Quote the listing in full, exactly as given, minus any pictures.

--- Start of DATA IN THIS EXERCISE ---

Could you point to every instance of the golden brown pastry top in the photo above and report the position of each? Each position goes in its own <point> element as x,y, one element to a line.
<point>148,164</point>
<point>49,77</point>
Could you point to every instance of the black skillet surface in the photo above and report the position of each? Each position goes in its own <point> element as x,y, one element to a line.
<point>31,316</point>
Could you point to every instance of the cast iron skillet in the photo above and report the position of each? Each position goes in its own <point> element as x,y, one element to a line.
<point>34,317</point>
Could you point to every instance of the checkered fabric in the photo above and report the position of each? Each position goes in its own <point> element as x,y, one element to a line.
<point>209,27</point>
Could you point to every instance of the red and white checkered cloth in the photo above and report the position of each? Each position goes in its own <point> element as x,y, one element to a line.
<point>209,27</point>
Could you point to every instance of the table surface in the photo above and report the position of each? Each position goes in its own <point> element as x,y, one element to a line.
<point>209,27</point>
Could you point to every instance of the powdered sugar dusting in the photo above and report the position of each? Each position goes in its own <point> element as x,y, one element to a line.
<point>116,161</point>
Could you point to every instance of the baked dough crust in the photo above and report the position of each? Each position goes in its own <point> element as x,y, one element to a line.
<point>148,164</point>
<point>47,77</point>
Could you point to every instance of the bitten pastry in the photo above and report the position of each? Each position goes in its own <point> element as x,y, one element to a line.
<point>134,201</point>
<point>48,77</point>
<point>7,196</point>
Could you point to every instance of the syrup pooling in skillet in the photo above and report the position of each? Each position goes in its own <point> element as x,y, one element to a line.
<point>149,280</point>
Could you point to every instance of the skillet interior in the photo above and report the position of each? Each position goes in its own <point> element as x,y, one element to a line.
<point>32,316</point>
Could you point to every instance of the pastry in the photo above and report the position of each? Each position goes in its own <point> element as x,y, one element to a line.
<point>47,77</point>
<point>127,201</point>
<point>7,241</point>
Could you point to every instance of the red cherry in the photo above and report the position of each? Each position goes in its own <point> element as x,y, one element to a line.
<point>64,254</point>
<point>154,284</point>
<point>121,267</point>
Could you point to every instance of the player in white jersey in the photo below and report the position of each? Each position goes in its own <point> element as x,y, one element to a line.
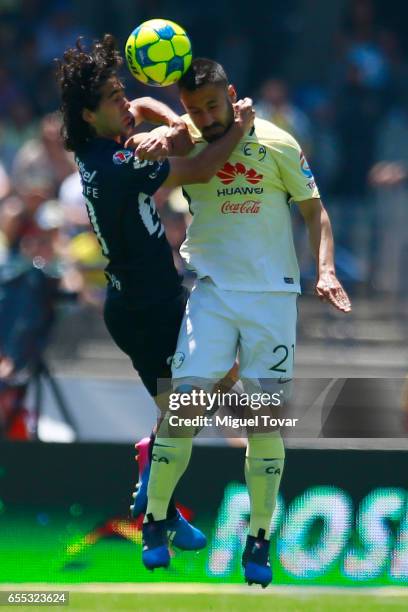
<point>240,245</point>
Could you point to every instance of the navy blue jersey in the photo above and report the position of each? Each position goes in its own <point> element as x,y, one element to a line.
<point>117,187</point>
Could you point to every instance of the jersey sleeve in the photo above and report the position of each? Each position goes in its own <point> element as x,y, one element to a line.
<point>140,175</point>
<point>294,170</point>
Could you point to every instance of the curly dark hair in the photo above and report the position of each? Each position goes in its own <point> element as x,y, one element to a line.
<point>80,76</point>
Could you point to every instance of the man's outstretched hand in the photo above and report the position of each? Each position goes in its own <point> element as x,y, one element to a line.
<point>329,289</point>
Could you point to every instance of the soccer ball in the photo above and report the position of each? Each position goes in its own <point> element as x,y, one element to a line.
<point>158,52</point>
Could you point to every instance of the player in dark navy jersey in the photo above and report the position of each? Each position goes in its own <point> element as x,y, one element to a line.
<point>145,301</point>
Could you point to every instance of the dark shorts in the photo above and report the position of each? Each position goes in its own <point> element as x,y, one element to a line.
<point>148,335</point>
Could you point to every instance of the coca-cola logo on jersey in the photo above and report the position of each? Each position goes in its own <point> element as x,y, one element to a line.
<point>251,207</point>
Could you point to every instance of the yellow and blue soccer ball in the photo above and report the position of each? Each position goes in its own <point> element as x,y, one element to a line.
<point>158,52</point>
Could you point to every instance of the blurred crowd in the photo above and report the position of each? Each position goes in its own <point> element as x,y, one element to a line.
<point>353,126</point>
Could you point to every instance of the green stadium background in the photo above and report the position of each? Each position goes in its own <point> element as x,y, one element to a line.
<point>339,521</point>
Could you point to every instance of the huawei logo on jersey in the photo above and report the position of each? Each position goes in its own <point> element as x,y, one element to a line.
<point>230,172</point>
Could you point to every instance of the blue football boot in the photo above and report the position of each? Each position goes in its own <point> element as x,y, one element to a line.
<point>255,560</point>
<point>155,551</point>
<point>181,533</point>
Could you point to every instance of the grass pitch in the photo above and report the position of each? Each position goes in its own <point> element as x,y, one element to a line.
<point>225,602</point>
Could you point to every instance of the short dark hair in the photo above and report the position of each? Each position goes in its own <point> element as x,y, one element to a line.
<point>81,75</point>
<point>203,71</point>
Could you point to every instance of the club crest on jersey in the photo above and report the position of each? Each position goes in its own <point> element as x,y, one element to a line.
<point>122,157</point>
<point>230,172</point>
<point>304,166</point>
<point>178,359</point>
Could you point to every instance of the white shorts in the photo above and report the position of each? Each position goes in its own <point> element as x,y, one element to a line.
<point>218,324</point>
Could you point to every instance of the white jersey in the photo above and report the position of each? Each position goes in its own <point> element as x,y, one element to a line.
<point>241,231</point>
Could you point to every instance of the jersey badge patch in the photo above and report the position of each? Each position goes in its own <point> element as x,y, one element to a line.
<point>122,157</point>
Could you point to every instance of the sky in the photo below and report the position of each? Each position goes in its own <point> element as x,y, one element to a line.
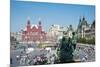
<point>50,13</point>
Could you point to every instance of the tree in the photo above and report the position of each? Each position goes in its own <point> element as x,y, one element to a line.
<point>66,51</point>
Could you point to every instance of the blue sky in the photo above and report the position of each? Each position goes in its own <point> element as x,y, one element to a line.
<point>50,13</point>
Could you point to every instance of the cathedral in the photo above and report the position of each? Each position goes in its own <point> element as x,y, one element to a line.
<point>33,33</point>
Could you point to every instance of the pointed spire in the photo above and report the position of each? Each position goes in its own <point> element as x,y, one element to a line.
<point>28,20</point>
<point>39,21</point>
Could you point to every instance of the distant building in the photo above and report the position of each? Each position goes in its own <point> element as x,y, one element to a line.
<point>85,30</point>
<point>33,33</point>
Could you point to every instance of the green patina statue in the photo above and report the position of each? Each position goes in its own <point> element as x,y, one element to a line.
<point>66,47</point>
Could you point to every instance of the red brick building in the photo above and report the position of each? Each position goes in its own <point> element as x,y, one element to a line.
<point>33,33</point>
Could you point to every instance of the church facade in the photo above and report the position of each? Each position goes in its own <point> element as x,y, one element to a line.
<point>33,33</point>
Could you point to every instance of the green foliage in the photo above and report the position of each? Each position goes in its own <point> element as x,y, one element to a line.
<point>86,41</point>
<point>65,51</point>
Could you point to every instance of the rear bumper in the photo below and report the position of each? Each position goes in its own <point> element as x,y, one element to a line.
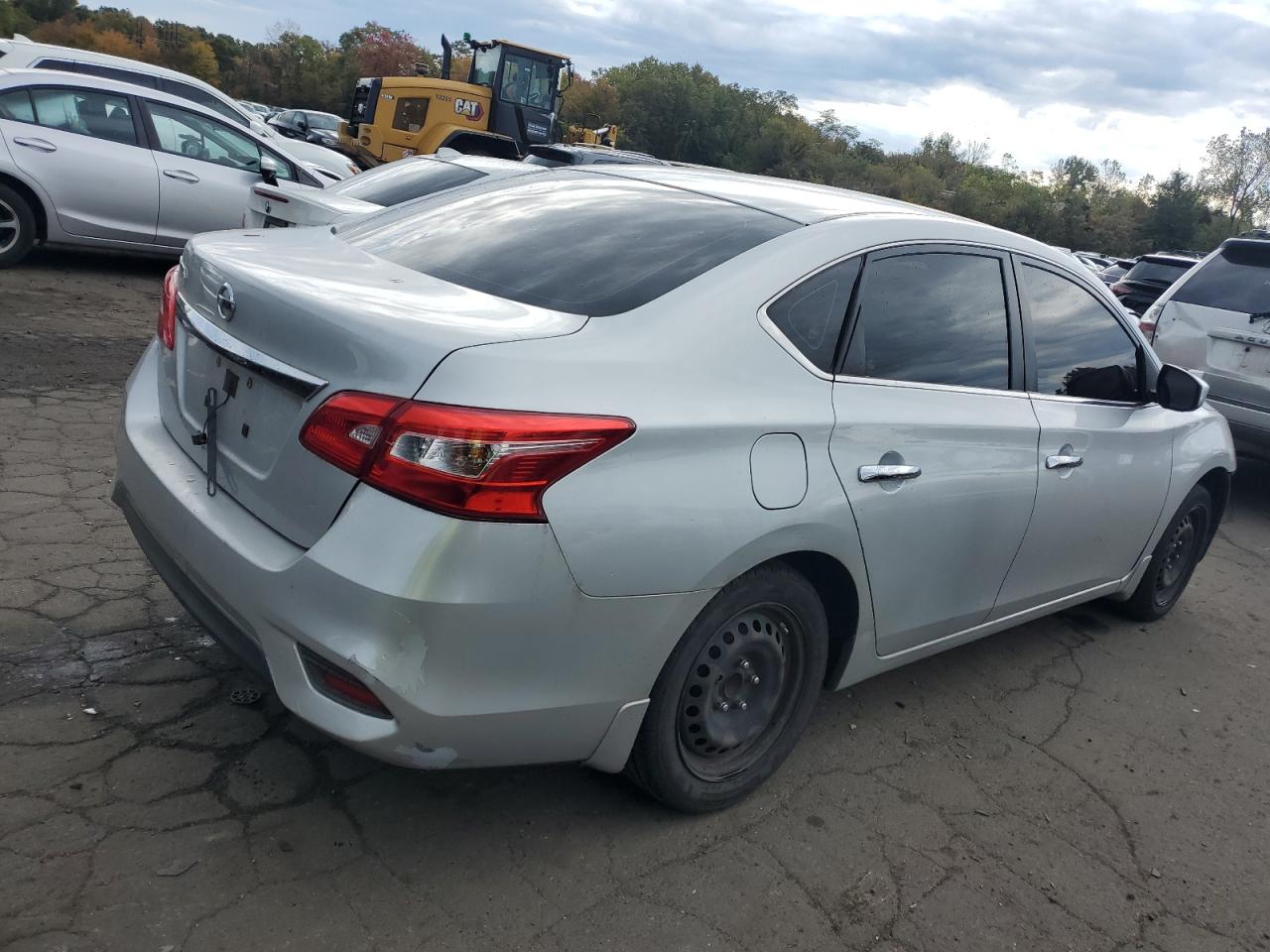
<point>472,635</point>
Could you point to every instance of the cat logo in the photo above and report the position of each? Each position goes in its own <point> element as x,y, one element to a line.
<point>468,108</point>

--- End of DATA IN THIS EXERCISE ---

### CORRECT RESULT
Could you point to every instance of the golden brown pastry top in the photo above and report the position of each? Each position goes in its own <point> element as x,y, one element to a line.
<point>148,164</point>
<point>49,77</point>
Could you point to every instance of the black skillet surface in the photo above and report the position of each? Each position goes in its own <point> element as x,y, one element to a line.
<point>31,316</point>
Could you point to every instance of the cast iron skillet in the photo above and report the position of each? Each position goes in its own <point> element as x,y, one element to a line.
<point>34,317</point>
Could you point to every instance of the checkered fabric in the photo above and report the position of each? Each position goes in its own <point> element as x,y, one element to a line.
<point>209,27</point>
Could you point to every instance of the red and white checkered cloth in the photo above and report the position of each? Each position goes in its own <point> element as x,y, one element to a line.
<point>209,27</point>
Could you point to every instance of the table surface in the photo above and report the position of each? Each position goes in its own <point> element as x,y, one element to a line.
<point>209,27</point>
Could you point to every instance of the powdered sugar dusting in the photo above and report the position of each? Each position goes in its own <point> element as x,y, one element to a line.
<point>116,161</point>
Could you point to every instance of the baked dough crust in the photo above and report the position of each? Each position goes in its own <point> element as x,y, one element to a line.
<point>148,164</point>
<point>47,77</point>
Could you point to every instance of the bitten pastry in the photo above and report the position of each? Each position goes in its own <point> element as x,y, one element to a line.
<point>134,201</point>
<point>48,77</point>
<point>7,196</point>
Could you point to every instance of the syrup pooling in skillet in the photo above and report the position of each? Each position goes in its own <point> element as x,y, one element to a line.
<point>149,280</point>
Could you point to every instance of the skillet interior in the photo above and report the position of each? Each position goes in its own <point> element as x,y, one element to a line.
<point>32,316</point>
Could you point to every instance of the pastry in the photo above and report the position of each? Each position goes in its own <point> element as x,y, one element to a line.
<point>47,77</point>
<point>127,201</point>
<point>7,241</point>
Could you point to every instance of the red cherry in the photo above and report the position of each? Each position goes in its own <point> element as x,y, one element to a line.
<point>64,254</point>
<point>154,284</point>
<point>121,267</point>
Could you point to every instance of the player in white jersey in the photo below and report the position of each? Each position goes in its own <point> element as x,y, one element to a line.
<point>240,245</point>
Could you point to every instance of the navy blue jersey in the photo above and report the position of each? Each position goes in its own <point> element as x,y, one element to a line.
<point>117,187</point>
Could you point to every instance of the jersey sleeve in the photo above and report the position of each? Each position goes in its own <point> element as x,y, one element to a line.
<point>140,175</point>
<point>294,170</point>
Could you point to every instance of the curly dark hair in the photo above and report the position of each? Each position goes in its own <point> element as x,y, one element to a line.
<point>80,76</point>
Could you point to every instance of the man's outstretched hand in the photo above and report the position of each? Each position goes in its own <point> element as x,y, one element to a line.
<point>329,289</point>
Could you point to every instance of the soccer ball in the photo above and report the position of each? Each position goes in its own <point> element as x,y, one element to a line.
<point>158,52</point>
Could you point to every instance of the player in dark navy jersey in the photo above and report the position of each? Each position goes in its own <point> element as x,y, one element to a line.
<point>145,301</point>
Could you point to every instance of the dark shorts in the photo above and report the position of each? Each position goes in its own <point> element as x,y, one element to a line.
<point>148,335</point>
Could you point to every instance of the coca-cola logo on jersey in the photo above and report the position of each? Each position goes in its own <point> element as x,y, one element to a line.
<point>251,207</point>
Could you point to every instance of the yellow and blue soccer ball in the photo above and report the position of each? Each position goes in its own <point> element as x,y, one element to a line.
<point>158,52</point>
Could you point to every instance of the blurred crowd in the photo above and report the position of each? Each position goes in its own <point> element as x,y, one element to a line.
<point>353,126</point>
Could you point to every instance of the green stadium background in the photo above and report the position of each? Each position goes in its own <point> element as x,y, one element to a line.
<point>339,521</point>
Could you point to every instance of the huawei logo on jersey in the photo above and report the position of each? Each position goes in its own <point> element as x,y, one element to a line.
<point>230,172</point>
Could you point to every instance of the blue football boot in the photo above and report the position of each? Each position goes in its own <point> element as x,y, one element to a line.
<point>255,560</point>
<point>155,551</point>
<point>181,533</point>
Could you point to every instance of the grass pitch in the photo above and report the position of each? Each position goes in its own <point> element as x,y, one element to a line.
<point>225,602</point>
Could you point to every instance of the short dark hair in the photo above and report the position of each? Each position goes in its own <point> element as x,y, one element to a line.
<point>81,75</point>
<point>203,71</point>
Could you point to every instance of the club crest on jersey in the photo above and report the position of each? Each position goes in its own <point> element as x,y, one element to a line.
<point>122,157</point>
<point>230,172</point>
<point>304,166</point>
<point>178,359</point>
Could you point to every instance of the white shorts in the photo above and report the position of each? Each position goes in its own <point> element as x,y, one element to a line.
<point>218,324</point>
Could you point to every instance of the white jersey in the photo above and report the position of each? Each position goes in its own <point> element as x,y, one element to a line.
<point>241,231</point>
Could you point to every instance of the jersey badge patch in the photo above and report the position of each? Each position goes in its own <point> element as x,y, one element to a line.
<point>122,157</point>
Could you point to every instance of the sky in the photo below and report the position of each? Each position goes in its own <point> element as x,y, one element to a line.
<point>50,13</point>
Could you point to every instance of the tree in the photo above and report the position of each? Each position goes in its own <point> element as x,y, one element to a line.
<point>66,51</point>
Could you point to every instance of the blue sky in the photo above and report the position of each? Each position goes in its own <point> element as x,y, one element to a line.
<point>50,13</point>
Could you point to every instance of the cathedral in the photo above and report the position of each? Each position goes in its own <point> element as x,y, one element to a line.
<point>33,33</point>
Could you point to every instance of the pointed spire in the photo above and report the position of each? Each position goes in its own <point> element as x,y, one element to a line.
<point>28,20</point>
<point>39,21</point>
Could you point to every instance of the distant building in the photo above and report the position of each? Each position goes in its own <point> element as x,y, one element to a line.
<point>85,30</point>
<point>33,33</point>
Could you point to every instance of the green patina statue in the photo above and report the position of each? Each position goes in its own <point> element as x,y, one element to a line.
<point>66,47</point>
Could you point to every instance of the red brick building in the photo above and report the position of each? Each position goes in its own <point> element as x,y, one element to a line.
<point>33,33</point>
Could you point to every instance of the church facade in the photo above and report the position of each? Each position goes in its own <point> element as x,y, one element to a line.
<point>33,33</point>
Could you point to every instance of the green foliage in the photo above and report the position of each? Each position goes in its own <point> element as x,y, one element to a line.
<point>86,41</point>
<point>65,51</point>
Could you point to every instance of the rear bumper in the photo below and report the position of each? Each position goes in its own <point> element as x,y, one element to a line.
<point>472,635</point>
Could you point to every instance of the cat logo in the photo above and report the position of each? Each position goes in its own <point> element as x,y, one element to a line.
<point>468,108</point>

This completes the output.